State how many lines in the entries below contain the string "every", counting only exact-case matches. Give only the number.

**Exercise material:**
_ _ _ _ _

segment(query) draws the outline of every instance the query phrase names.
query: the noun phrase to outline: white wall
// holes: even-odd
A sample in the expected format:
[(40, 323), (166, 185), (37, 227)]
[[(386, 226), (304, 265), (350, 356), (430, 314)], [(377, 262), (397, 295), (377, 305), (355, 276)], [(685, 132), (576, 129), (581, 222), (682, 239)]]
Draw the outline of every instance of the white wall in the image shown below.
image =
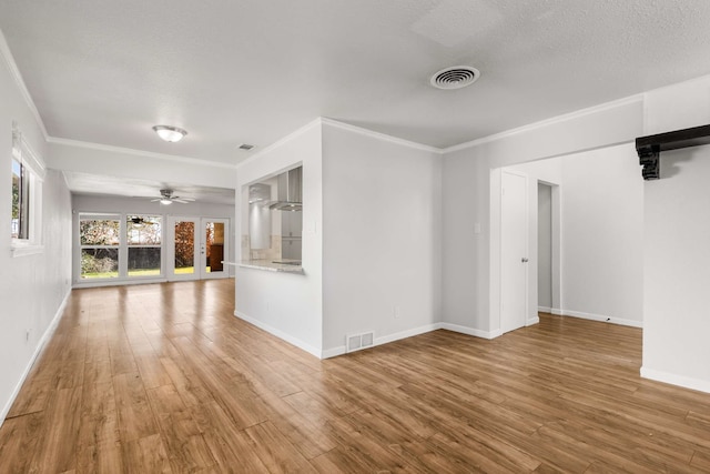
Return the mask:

_ _ _ _ _

**Finished task:**
2